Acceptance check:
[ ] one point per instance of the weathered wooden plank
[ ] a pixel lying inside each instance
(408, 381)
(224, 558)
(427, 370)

__________

WHAT IS REQUIRED »
Transcribe exactly the line containing "[ ] one point" and all remaining lines of the material, ending with the last one.

ANSWER BOX »
[ ] one point per instance of the weathered wooden plank
[ ] a pixel lying inside each instance
(408, 381)
(224, 558)
(427, 370)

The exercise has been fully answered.